··· Article
The Sisters of Charity have claimed a decision by Dublin City Council to impose more restrictive conditions on development of certain lands in the new development plan for Dublin appears to be “targeted” at lands owned by religious institutions.
The order wants to see where that decision originated, its lawyer said.
It claims the lands being zoned Z15, a designation it claims treats privately owned land as resource land to be used for the benefit of the community, are “almost exclusively owned by religious institutions”. There are numerous examples of lands owned by other institutions which are not subject to Z15 zoning, the order claims.
It claims the council, in sanctioning the zoning under the new Dublin city develoment plan 2011-2017, is effectively diverting private property into public ownership and effectively “sterilising” its lands without compensation.
The Z15 zoning requires a greater proportion of open space and social affordable housing than applies in any other zoming under the development plan, they also claim.
Mr Justice Peter Kelly today granted an application by Brian Murray SC, for the order, to fast-track its action against the council over the Z15 zoning of its lands.
All of the order’s 108 acres of lands in 18 separate parcels have been zoned Z15 in the new plan, imposing more restrictions on development than included in the previous plan. A similar challenge to the Z15 zoning was initiated last month by RTÉ in relation to lands at its Montrose complex at Donnybrook.
······
··· Extracted entries
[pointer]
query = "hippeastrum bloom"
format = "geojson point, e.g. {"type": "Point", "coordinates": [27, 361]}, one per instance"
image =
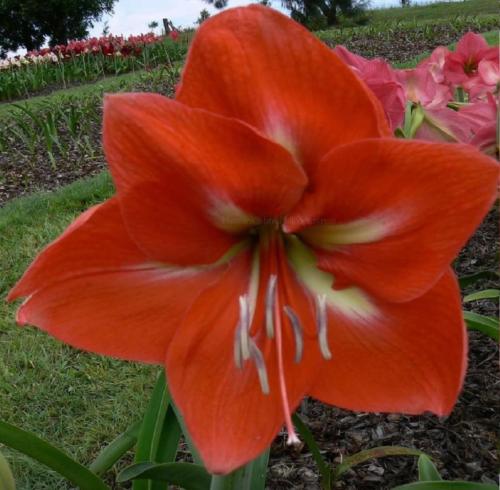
{"type": "Point", "coordinates": [461, 66]}
{"type": "Point", "coordinates": [382, 80]}
{"type": "Point", "coordinates": [268, 240]}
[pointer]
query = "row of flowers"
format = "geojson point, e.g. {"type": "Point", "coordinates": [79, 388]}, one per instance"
{"type": "Point", "coordinates": [105, 45]}
{"type": "Point", "coordinates": [452, 94]}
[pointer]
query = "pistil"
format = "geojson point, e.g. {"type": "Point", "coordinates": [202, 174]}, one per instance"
{"type": "Point", "coordinates": [292, 435]}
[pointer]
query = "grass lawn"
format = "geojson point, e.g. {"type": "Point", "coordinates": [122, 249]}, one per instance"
{"type": "Point", "coordinates": [108, 84]}
{"type": "Point", "coordinates": [432, 11]}
{"type": "Point", "coordinates": [76, 400]}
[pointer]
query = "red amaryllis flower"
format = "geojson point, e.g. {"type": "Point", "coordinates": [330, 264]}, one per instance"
{"type": "Point", "coordinates": [268, 240]}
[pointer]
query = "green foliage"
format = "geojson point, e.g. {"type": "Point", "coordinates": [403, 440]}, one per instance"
{"type": "Point", "coordinates": [434, 11]}
{"type": "Point", "coordinates": [317, 14]}
{"type": "Point", "coordinates": [30, 79]}
{"type": "Point", "coordinates": [204, 15]}
{"type": "Point", "coordinates": [47, 454]}
{"type": "Point", "coordinates": [26, 24]}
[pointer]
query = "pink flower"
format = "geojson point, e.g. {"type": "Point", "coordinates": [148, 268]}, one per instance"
······
What you will do →
Using the article on the Z15 zoning dispute, explain in one to three sentences why the Sisters of Charity claim that the council's decision appears to be “targeted” at lands owned by religious institutions.

Expected output →
The order claims that the lands zoned Z15 are “almost exclusively owned by religious institutions.” It also claims that there are numerous examples of lands owned by other institutions that are not subject to Z15 zoning.